* **WHAT NEEDS TO BE DONE**
Please write out every one of the records below line for line, changing nothing.

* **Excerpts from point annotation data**
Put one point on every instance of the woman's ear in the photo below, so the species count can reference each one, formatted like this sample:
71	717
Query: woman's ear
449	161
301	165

* **RESULT FOR THIS TASK**
Put one point on every instance of the woman's ear in the photo below, so the species count can reference each one, formatted like this sample:
71	717
Query: woman's ear
449	161
301	165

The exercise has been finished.